» WRITTEN EXERCISE
In the records below, reproduce word for word the lines starting at the one containing "For each instance of the dormer" and ending at the one containing "For each instance of the entrance", both of those lines included. Give only these lines.

» PROVIDED ENTRIES
::::

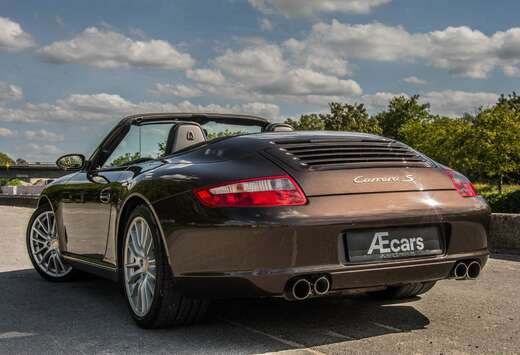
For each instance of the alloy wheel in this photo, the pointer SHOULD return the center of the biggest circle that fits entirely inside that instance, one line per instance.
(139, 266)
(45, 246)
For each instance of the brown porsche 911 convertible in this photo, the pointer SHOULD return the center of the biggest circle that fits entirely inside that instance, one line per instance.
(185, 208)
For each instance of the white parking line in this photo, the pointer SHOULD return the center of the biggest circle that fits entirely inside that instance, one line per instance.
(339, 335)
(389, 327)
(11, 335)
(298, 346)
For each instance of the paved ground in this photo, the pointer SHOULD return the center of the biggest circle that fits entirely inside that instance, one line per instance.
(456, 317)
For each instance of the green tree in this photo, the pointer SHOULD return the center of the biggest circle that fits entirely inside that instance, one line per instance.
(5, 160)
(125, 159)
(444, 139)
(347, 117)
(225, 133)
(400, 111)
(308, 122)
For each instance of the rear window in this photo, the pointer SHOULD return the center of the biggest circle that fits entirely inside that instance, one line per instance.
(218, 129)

::::

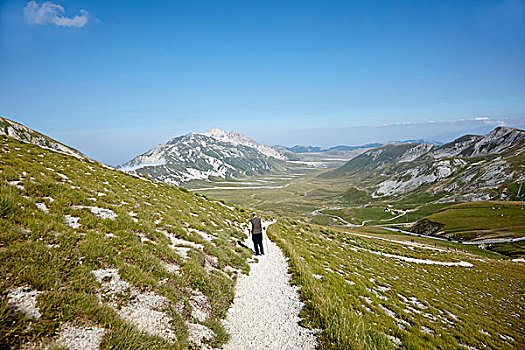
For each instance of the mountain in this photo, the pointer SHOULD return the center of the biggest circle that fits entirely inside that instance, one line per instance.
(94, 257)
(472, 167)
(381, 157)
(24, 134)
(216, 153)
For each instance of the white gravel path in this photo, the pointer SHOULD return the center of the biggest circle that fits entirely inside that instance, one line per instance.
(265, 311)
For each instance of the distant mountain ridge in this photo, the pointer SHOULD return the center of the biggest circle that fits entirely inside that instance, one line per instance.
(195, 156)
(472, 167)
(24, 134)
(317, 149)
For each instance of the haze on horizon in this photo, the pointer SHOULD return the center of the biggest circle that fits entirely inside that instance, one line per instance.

::::

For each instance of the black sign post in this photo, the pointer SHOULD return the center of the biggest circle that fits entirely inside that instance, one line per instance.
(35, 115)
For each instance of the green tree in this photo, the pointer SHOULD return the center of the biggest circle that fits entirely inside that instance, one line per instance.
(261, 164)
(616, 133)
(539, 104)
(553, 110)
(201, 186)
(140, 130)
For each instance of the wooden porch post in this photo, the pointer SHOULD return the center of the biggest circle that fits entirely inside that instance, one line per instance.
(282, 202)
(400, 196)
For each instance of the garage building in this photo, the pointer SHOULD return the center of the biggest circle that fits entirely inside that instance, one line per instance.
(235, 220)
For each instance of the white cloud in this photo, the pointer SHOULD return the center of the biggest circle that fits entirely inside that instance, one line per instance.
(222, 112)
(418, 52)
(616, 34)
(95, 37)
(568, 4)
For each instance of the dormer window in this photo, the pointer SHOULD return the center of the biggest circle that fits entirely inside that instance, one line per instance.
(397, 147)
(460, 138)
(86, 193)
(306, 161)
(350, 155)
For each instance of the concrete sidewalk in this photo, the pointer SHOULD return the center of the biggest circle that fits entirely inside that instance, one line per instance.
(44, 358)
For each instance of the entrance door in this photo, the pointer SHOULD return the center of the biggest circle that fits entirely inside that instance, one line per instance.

::::

» ANSWER TO THE TASK
For each instance of the dormer window in this photo, the pointer SHOULD return the center of the biggest circle that fits entirely inside that instance, one line per instance.
(397, 147)
(460, 138)
(86, 193)
(306, 161)
(350, 155)
For each instance of the concrete sidewalk in this photo, the pointer SHOULD return the center of the biggest circle that fits entirely inside that instance, one line per instance.
(44, 358)
For each instance of the entrance door in this photo, the pointer SHOULD return the center of the biggest circle that fits entirely inside that instance, one line per instance.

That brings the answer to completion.